==== Records for this exercise ====
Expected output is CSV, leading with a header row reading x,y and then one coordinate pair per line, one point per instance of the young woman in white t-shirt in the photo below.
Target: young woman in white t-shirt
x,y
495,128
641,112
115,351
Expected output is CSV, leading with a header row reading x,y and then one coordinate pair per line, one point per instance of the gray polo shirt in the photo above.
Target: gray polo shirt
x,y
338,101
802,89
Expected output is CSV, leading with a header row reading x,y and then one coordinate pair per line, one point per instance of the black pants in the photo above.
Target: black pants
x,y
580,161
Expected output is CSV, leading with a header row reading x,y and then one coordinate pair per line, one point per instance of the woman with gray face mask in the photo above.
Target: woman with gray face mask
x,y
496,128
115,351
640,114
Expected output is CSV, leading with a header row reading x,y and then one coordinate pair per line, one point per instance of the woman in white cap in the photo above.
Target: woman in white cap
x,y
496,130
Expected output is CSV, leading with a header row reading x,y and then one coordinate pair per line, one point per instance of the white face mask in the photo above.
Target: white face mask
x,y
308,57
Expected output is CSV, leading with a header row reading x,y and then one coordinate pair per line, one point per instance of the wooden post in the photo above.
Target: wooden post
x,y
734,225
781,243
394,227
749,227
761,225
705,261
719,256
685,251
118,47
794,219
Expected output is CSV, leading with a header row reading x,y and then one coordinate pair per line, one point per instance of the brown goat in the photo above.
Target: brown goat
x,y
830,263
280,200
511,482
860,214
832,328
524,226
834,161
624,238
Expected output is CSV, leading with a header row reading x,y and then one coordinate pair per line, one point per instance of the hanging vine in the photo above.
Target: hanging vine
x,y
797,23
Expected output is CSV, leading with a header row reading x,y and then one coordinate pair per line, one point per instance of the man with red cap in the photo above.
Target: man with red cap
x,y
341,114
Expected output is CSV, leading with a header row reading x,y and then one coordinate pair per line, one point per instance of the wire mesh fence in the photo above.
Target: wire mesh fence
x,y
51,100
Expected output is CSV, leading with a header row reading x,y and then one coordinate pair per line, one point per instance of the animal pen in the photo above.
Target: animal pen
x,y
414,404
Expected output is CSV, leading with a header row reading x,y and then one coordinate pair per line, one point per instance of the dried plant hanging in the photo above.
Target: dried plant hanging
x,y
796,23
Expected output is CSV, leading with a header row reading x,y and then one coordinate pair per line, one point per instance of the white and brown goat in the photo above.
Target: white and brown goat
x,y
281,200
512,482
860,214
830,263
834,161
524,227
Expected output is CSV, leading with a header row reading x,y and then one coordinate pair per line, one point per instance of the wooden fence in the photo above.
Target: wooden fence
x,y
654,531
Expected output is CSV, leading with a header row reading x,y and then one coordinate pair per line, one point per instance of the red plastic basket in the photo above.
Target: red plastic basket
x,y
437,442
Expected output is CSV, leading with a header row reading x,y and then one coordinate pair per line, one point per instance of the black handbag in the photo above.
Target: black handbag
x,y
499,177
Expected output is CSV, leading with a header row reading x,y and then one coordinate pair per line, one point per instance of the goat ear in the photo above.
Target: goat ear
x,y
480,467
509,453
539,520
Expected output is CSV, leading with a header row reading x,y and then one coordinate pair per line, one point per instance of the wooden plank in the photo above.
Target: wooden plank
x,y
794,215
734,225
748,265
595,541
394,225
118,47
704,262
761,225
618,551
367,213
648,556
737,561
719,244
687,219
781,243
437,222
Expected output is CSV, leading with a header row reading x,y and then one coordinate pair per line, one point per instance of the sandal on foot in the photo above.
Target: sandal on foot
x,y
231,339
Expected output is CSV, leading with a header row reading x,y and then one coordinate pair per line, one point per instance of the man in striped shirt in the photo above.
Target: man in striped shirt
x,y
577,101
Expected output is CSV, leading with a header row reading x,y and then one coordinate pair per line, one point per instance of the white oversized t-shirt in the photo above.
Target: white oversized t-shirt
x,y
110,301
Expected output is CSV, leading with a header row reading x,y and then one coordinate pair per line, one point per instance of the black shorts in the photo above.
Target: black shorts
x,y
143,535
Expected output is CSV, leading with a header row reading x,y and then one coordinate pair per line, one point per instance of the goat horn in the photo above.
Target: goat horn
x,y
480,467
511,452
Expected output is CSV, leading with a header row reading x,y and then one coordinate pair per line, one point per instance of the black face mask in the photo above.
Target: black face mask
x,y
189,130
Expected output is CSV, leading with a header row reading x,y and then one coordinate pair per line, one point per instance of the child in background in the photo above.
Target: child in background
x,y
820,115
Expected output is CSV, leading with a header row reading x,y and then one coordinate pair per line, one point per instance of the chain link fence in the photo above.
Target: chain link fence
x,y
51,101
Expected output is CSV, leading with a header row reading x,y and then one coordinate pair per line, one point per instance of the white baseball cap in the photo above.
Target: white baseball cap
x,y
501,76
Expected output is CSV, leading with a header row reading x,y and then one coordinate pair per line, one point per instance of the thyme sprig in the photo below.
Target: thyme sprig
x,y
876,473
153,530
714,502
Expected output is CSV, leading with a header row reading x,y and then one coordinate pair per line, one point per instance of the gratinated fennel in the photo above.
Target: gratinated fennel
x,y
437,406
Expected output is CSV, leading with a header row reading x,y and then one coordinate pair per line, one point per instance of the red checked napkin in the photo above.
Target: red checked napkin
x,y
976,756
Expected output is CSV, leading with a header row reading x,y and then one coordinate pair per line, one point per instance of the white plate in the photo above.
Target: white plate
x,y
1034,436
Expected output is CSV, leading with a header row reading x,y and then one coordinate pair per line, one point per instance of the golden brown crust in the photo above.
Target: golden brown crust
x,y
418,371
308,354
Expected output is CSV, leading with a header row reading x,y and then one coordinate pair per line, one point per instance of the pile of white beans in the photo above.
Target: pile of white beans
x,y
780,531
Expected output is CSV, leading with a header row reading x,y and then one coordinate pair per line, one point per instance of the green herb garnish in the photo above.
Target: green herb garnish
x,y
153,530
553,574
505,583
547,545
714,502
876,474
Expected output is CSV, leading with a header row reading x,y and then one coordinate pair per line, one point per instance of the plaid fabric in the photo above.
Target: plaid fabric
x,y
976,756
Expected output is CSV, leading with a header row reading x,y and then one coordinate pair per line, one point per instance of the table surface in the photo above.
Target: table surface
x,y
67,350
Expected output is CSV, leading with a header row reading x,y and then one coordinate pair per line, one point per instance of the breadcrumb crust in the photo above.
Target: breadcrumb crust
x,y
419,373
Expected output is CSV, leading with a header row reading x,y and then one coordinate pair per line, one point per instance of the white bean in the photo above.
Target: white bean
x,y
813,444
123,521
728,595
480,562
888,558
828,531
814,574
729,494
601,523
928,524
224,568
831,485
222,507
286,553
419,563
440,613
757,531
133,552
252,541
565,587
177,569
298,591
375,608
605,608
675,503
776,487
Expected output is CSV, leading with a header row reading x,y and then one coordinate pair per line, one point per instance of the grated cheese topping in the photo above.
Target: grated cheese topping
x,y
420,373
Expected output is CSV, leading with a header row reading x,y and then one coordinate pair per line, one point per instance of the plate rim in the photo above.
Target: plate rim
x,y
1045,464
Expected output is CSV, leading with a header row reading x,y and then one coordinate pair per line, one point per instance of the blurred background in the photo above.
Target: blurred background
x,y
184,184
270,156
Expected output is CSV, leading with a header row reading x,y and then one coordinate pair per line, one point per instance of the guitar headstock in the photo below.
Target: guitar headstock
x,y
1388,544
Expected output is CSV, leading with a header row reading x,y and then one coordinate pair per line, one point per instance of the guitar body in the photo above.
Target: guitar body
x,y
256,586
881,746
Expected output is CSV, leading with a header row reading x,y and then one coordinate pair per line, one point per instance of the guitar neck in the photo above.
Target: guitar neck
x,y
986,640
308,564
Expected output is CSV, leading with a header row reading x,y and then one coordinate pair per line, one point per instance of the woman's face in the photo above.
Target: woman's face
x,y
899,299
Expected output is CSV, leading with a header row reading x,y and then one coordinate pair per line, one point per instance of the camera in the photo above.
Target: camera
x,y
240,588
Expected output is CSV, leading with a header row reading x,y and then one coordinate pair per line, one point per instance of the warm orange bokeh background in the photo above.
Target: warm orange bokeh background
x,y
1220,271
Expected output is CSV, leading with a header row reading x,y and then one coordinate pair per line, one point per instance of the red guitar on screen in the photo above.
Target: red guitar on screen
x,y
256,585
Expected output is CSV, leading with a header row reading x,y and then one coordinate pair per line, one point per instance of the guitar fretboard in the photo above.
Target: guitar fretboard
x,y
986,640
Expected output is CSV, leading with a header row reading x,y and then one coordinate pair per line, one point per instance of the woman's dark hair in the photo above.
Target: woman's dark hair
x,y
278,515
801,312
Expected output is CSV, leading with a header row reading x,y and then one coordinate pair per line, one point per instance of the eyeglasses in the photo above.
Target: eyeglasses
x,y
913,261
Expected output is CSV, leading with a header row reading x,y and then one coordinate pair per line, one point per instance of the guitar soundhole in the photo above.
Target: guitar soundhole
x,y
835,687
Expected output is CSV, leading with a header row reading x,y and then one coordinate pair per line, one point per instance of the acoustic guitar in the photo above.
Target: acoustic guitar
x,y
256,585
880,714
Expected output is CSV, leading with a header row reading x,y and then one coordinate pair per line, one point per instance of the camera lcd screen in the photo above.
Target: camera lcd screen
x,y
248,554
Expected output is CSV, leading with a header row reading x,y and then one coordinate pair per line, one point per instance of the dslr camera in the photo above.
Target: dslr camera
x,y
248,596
====
- _Brief_
Go through the preceding material and copy each line that has the word "below".

- _Solution_
Expected output is CSV, leading with a header row reading x,y and then one coordinate pair per line, one point per instance of the young woman in white t-shirt in the photo below.
Expected output is CSV, leading with a header row reading x,y and then one coordinate pair per line, one point per instance of the thyme sprig in the photo below.
Expected output is CSV, leading with a header row reading x,y and then one coordinate pair per line, one point per instance of the guitar headstock in the photo below.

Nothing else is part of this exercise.